- Given instruction -
Filter the rows below, keeping each one that contains the string "buffalo" and copying it unchanged.

- Extracted information -
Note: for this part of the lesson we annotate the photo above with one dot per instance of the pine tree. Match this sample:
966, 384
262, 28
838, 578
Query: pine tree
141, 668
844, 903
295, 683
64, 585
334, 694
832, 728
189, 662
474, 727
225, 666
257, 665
--
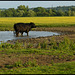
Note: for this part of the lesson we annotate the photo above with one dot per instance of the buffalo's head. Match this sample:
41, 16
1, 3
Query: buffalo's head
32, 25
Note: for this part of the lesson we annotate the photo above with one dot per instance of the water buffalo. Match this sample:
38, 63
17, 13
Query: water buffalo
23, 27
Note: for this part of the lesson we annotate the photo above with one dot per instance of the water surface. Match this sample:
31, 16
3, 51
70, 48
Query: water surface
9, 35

- Full answer -
Note: for this part of the lesson we annotate the photo above with one dot per instance of the buffalo's head. Match this sample:
Query: buffalo's head
Note: for this part of the lesson we annotate the photo above with one dot per instance of the water buffalo. Match this sample:
Query: water buffalo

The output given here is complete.